_Job:_
Transcribe, word for word, the line containing "For the benchmark, mark each instance of the metal" and each line following it through the end of the listing below. Omit all other lines.

....

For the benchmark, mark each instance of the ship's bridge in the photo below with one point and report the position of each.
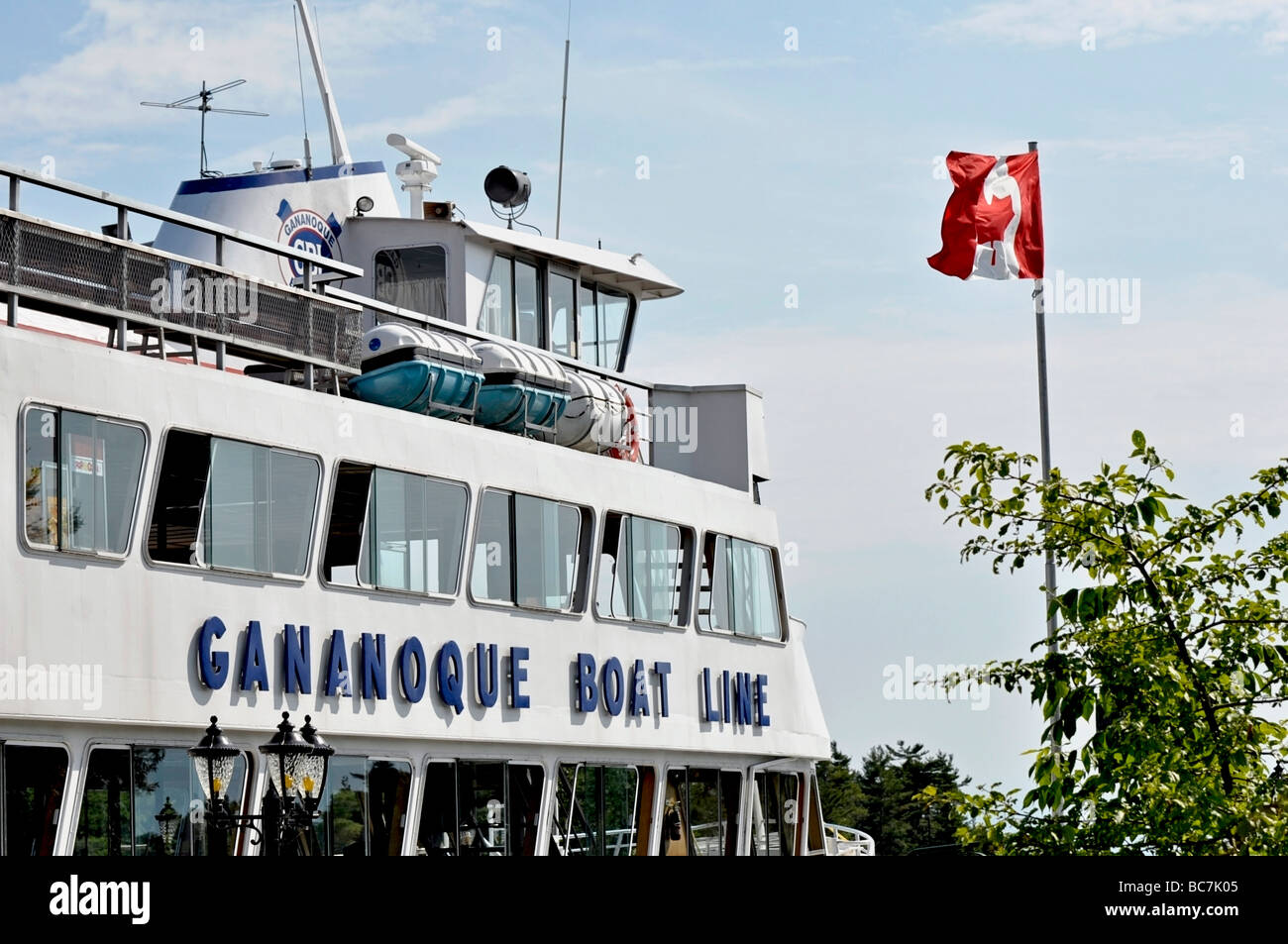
(575, 300)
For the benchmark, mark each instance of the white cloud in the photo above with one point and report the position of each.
(1120, 22)
(136, 51)
(1181, 145)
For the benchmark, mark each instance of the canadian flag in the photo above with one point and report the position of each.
(993, 220)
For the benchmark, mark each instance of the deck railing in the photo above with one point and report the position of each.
(128, 286)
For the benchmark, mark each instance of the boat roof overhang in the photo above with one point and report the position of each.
(635, 274)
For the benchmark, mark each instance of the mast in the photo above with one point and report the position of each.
(339, 146)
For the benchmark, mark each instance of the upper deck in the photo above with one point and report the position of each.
(147, 614)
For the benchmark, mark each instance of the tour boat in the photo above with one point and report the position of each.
(342, 531)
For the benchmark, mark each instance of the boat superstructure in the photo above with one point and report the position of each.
(303, 455)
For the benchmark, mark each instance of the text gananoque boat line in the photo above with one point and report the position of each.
(340, 531)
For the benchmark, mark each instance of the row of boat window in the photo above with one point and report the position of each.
(249, 507)
(526, 301)
(147, 801)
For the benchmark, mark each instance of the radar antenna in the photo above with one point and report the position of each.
(205, 95)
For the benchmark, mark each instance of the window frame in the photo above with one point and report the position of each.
(688, 570)
(784, 621)
(574, 273)
(720, 767)
(220, 569)
(623, 343)
(542, 317)
(447, 274)
(249, 800)
(63, 800)
(112, 557)
(357, 587)
(527, 760)
(581, 578)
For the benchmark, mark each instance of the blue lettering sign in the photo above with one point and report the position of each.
(485, 690)
(411, 670)
(612, 682)
(254, 666)
(213, 668)
(639, 690)
(588, 693)
(374, 678)
(708, 711)
(450, 675)
(295, 655)
(761, 699)
(338, 666)
(518, 674)
(662, 670)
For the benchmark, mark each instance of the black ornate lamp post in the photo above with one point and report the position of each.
(296, 764)
(167, 822)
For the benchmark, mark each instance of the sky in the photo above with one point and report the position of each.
(763, 154)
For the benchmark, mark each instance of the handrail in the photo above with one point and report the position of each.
(16, 172)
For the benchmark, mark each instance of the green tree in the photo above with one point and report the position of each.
(838, 790)
(883, 797)
(892, 782)
(1171, 648)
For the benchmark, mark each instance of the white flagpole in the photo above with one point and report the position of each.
(1039, 314)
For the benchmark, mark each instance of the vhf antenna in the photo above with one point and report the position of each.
(205, 95)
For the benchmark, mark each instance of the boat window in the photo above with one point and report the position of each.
(480, 807)
(394, 531)
(739, 588)
(527, 550)
(129, 794)
(700, 811)
(498, 297)
(34, 780)
(413, 278)
(597, 811)
(816, 824)
(774, 813)
(563, 312)
(82, 476)
(643, 571)
(362, 810)
(513, 301)
(528, 310)
(601, 325)
(222, 502)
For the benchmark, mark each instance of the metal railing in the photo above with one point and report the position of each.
(128, 286)
(841, 840)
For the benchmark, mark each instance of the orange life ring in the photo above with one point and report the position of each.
(631, 452)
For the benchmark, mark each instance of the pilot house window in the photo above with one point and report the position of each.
(513, 301)
(81, 480)
(739, 588)
(413, 278)
(235, 505)
(601, 325)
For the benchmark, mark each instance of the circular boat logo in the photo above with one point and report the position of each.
(308, 231)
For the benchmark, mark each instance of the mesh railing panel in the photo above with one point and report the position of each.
(132, 279)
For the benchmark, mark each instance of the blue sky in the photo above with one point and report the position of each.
(1164, 158)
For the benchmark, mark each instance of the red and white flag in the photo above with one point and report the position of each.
(993, 220)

....

_The output:_
For the benchmark, mark each instance of the metal railing in the photo above with one point and report the position of each.
(128, 286)
(841, 840)
For the benchmark, mark each instance of the orange life ring in the photo above with one point and report the position of each.
(631, 452)
For the benchmark, mark each instance of the pilot house window in the photo above with one point and report the position of each.
(513, 301)
(81, 480)
(739, 588)
(413, 278)
(235, 505)
(601, 325)
For the benchmark, mark each instance of the circular boat logo in the photo above with one point and report the position of each.
(308, 231)
For the benchmark, mark each instance of the mesh railing panel in the photo above with one point and report the position of each.
(132, 279)
For the benchmark, mark each instance of the blue sky in the photo above with one point and report the position of each.
(1164, 158)
For the benchmark, mark each instance of the red and white flag in the photo above with one point and report the position of each.
(993, 220)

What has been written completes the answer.